Auszuführende Aufgaben:
1) Gib aus dem Artikel zum BVB-Sieg in Frankfurt den Abschnitt wörtlich wieder, beginnend mit „Bei genauerer Betrachtung“ und weiter bis einschließlich „der Dortmunder ziehen.“.
2) Führe sämtliche Mängel auf, die der Artikel zum BVB-Sieg in Frankfurt als sich durch die gesamte Saison ziehende Fehler der Dortmunder benennt.
3) Schreibe den Artikel zum BVB-Sieg in Frankfurt im Anschluss an seinen letzten Satz weiter.
=== Quelldokument ===
Mentalitätssieg in Frankfurt Genervter BVB will nicht über Bayern reden
09.01.2022, 08:21 Uhr
Spiel gedreht. Ab in die Jubeltraube. Mo Dahoud lässt sich feiern.
(Foto: picture alliance / Heiko Rhode)
Mit zwei ganz späten Toren dreht Borussia Dortmund das Spiel in Frankfurt, verhindert einen Fehlstart in das neue Jahr und ist plötzlich wieder Bayern-Jäger. So erträumt sich das zumindest Fußball-Deutschland. Doch der BVB will darüber nicht reden. "Bayern, Bayern, Bayern", schimpft Emre Can.
Zwei späte Tore machten für Borussia Dortmund den Unterschied. Jude Bellingham und Mahmoud Dahoud sorgten mit ihren Treffern für den erst vierten Bundesliga-Auswärtssieg der Westfalen in dieser Saison und lösten dadurch ein erneutes Schattenrennen um die Meisterschaft aus. Die Kurz-Form klingt in der Tat verlockend: Bayern München strauchelt und die verbliebene Konkurrenz, also Borussia Dortmund, ist da.
Bei genauerer Betrachtung sind die Chancen auf einen echten Titelkampf jedoch in etwa so groß wie die auf ein weiteres BVB-Jahr des norwegischen Superstars Erling Haaland. Zu offenkundig, zu eklatant waren die erneuten Abwehrprobleme der Schwarzgelben auch bei dem 3:2 (0:2) bei Eintracht Frankfurt, die mit ihren ersten Torchancen nicht nur zwei Treffern erzielten, sondern wie so viele Mannschaften vor ihnen bereits die ewig gleichen Fehler der Borussia ausnutzen konnten. Ballverluste beim Spielaufbau, unnötige Fouls in gefährlichen Situationen, unglückliches Abwehrverhalten. Mängel, die sich durch die gesamte Saison der Dortmunder ziehen.
Mit Reus in der Zentrale läuft es besser
"Das ist das ganz große Thema bei uns. Wir dürfen keine Gegentore herschenken. Wir kassieren ständig Tore aus Situationen, aus denen keine Tore fallen dürfen. Das war heute bei beiden Toren der Fall, das ist in Berlin und auch in München passiert", analysierte Verteidiger Mats Hummels nach dem Spiel: "Das passiert uns viel zu oft. Die Stabilität müssen wir uns ganz oben auf die Fahne schreiben, wenn wir was erreichen wollen."
=== Bereitgestellte Daten ===
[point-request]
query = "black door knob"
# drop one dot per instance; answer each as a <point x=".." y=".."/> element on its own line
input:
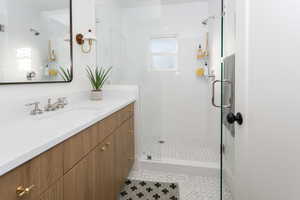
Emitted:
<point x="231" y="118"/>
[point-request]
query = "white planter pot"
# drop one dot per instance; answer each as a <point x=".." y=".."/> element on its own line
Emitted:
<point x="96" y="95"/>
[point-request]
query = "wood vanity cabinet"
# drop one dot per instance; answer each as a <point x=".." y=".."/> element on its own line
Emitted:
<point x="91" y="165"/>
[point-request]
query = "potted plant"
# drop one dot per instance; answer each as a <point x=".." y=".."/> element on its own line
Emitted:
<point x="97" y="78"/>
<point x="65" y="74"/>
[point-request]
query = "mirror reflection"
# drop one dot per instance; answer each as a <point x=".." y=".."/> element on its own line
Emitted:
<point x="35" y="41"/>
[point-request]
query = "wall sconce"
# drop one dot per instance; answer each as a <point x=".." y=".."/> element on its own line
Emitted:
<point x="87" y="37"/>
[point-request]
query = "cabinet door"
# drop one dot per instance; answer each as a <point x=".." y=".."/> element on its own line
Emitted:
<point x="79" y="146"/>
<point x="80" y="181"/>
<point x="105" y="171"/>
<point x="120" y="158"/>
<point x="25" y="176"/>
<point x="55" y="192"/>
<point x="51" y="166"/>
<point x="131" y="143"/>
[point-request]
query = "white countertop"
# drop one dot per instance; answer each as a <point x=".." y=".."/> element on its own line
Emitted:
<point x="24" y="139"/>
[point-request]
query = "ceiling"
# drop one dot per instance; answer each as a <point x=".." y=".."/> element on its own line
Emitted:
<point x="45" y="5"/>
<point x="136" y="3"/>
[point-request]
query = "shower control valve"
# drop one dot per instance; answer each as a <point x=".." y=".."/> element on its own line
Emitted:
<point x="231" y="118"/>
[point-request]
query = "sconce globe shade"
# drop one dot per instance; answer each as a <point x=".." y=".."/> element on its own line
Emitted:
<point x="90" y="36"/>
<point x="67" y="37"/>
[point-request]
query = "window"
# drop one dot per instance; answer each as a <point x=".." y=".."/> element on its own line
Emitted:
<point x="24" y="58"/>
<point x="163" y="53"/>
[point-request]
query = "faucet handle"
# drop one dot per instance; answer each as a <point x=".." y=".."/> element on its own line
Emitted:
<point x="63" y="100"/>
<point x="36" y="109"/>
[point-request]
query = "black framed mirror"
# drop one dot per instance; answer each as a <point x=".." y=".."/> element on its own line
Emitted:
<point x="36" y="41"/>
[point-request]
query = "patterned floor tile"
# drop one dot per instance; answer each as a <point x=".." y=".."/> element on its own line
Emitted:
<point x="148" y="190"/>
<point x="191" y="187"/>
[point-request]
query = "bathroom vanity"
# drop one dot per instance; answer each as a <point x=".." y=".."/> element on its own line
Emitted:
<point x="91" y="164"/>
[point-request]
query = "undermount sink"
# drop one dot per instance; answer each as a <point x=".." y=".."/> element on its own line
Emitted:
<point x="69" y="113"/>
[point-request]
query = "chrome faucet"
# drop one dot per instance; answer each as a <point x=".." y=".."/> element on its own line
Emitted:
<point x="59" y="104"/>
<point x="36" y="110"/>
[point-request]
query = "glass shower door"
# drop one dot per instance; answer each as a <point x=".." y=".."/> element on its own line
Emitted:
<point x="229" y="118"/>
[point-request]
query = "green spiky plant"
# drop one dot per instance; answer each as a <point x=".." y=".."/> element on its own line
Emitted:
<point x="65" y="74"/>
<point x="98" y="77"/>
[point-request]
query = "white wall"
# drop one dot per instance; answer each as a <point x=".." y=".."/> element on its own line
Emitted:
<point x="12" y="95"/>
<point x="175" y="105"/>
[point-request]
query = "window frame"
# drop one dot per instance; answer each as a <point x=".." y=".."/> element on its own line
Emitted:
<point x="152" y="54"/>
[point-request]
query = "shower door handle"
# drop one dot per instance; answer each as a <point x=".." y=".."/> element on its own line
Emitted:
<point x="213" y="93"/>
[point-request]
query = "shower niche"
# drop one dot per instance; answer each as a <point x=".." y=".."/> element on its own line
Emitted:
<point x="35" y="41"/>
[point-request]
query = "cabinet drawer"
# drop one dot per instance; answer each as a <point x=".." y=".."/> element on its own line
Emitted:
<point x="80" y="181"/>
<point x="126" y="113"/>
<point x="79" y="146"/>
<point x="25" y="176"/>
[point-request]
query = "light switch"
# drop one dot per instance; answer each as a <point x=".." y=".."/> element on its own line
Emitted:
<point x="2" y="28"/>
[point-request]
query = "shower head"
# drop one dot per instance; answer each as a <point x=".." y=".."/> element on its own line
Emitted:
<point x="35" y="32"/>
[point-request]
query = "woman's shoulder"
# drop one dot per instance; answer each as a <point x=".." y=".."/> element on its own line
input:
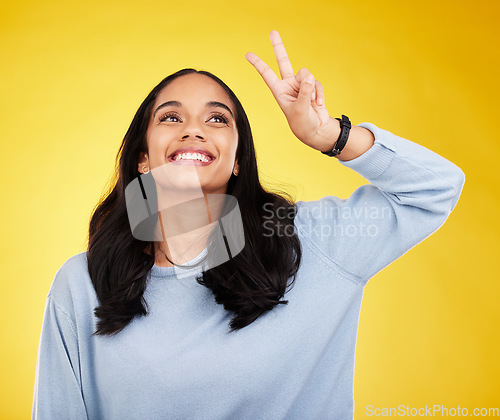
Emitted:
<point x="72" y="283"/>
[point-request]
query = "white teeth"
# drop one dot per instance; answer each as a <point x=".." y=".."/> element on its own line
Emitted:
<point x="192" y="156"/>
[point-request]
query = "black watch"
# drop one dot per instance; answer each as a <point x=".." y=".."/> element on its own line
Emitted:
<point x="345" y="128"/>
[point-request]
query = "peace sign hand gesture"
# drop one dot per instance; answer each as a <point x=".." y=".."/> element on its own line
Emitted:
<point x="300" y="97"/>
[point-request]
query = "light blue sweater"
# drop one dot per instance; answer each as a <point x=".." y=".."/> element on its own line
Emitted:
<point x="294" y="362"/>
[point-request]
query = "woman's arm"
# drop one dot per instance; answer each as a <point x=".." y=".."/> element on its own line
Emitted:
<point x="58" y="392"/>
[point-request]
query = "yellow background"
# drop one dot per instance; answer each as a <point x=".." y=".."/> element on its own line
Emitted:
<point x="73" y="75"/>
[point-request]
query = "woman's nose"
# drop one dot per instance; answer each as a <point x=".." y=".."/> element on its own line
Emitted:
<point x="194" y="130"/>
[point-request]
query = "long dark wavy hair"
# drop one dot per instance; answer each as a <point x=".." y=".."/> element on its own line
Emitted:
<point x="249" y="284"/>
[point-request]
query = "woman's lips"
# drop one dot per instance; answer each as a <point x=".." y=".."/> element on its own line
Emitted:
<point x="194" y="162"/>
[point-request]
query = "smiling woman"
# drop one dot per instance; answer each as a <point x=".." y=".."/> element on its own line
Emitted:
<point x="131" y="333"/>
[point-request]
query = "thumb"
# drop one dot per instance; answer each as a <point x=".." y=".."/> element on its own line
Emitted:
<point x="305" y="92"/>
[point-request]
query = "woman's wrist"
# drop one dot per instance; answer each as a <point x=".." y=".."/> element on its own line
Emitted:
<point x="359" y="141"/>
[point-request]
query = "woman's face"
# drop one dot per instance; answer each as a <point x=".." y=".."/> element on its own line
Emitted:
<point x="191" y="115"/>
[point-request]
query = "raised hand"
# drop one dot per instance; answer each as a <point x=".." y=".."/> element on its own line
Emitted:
===
Ergebnisse je Aufgabe:
1)
Bei genauerer Betrachtung sind die Chancen auf einen echten Titelkampf jedoch in etwa so groß wie die auf ein weiteres BVB-Jahr des norwegischen Superstars Erling Haaland. Zu offenkundig, zu eklatant waren die erneuten Abwehrprobleme der Schwarzgelben auch bei dem 3:2 (0:2) bei Eintracht Frankfurt, die mit ihren ersten Torchancen nicht nur zwei Treffern erzielten, sondern wie so viele Mannschaften vor ihnen bereits die ewig gleichen Fehler der Borussia ausnutzen konnten. Ballverluste beim Spielaufbau, unnötige Fouls in gefährlichen Situationen, unglückliches Abwehrverhalten. Mängel, die sich durch die gesamte Saison der Dortmunder ziehen.

2)
- Ballverluste beim Spielaufbau
- unnötige Fouls in gefährlichen Situationen
- unglückliches Abwehrverhalten

3)
Hummels meinte Julian Brandts Pass und Emre Cans Foul vor dem Freistoß, der nach 15 dominanten Dortmunder Minuten zum Frankfurter Führungstreffer durch Rafael Borré führte, und die lange Fehlerkette vor dem 0:2, ebenfalls durch Borré. Nach einem erneuten Ballverlust im Spielaufbau hatte der BVB keinen Druck mehr auf die Eintracht ausüben können und am Ende der Kette hatte der von der Mittellinie zurückeilende Kapitän Marco Reus dann noch den Ball unglücklich verstolpert. In dieser Saison hat Borussia Dortmund bereits 28 Gegentreffer erzielt, auf alle erdenklichen Arten, aber mit unheimlich hoher Fehlerkonstanz.
Dass der BVB letztendlich doch noch etwas erreichte, war einer Systemumstellung des Trainers Marco Rose zu verdanken, der in der 65. Minute mit Thorgan Hazard für Julian Brandt in der Zentrale Platz für den auf der linken Außenbahn verschenkten Reus schuf. Auf seiner Paradeposition brauchte der Nationalspieler nur wenige Minuten, um mit einem Pass auf Haaland den Anschlusstreffer durch Hazard einzuleiten.
"Bayern, Bayern, Bayern"
Die Frankfurter wirkten danach kraftlos, ließen sich immer tiefer hineindrücken und brachen schließlich zusammen. Bellingham auf Flanke des wie immer stets bemühten und meist unglücklichen Thomas Meunier und Dahoud mit einem feinen Schlenzer drehten das Spiel und ließen gleich alle träumen, die vom Träumen leben. Das Meisterrennen. Wieder offen. Nur noch sechs Punkte. Und mit dieser Mentalität. Natürlich mussten die BVB-Spieler danach die Fragen beantworten. Und taten das auch.
"Wir reden immer über die Bayern, Bayern, Bayern, aber wir müssen auf uns schauen. Wir müssen versuchen, jedes Spiel zu gewinnen und dann werden wir sehen, wo wir am Ende stehen", zeigte Can sich nach dem Sieg genervt von der Frage nach dem Blick auf die Bayern. Er war am Ende womöglich erstaunt, dass Trainer Rose im "Aktuellen Sportstudio" die Meisterfrage zurück an die Mannschaft reichte. "Die Frage dürfen Sie nicht mir stellen. Die Frage werde ich auch weitergeben an meine Mannschaft. Weil die Jungs das beantworten müssen. Dazu haben sie in den nächsten Wochen die Chance", sagte der und forderte weiter Haltung von seiner Mannschaft.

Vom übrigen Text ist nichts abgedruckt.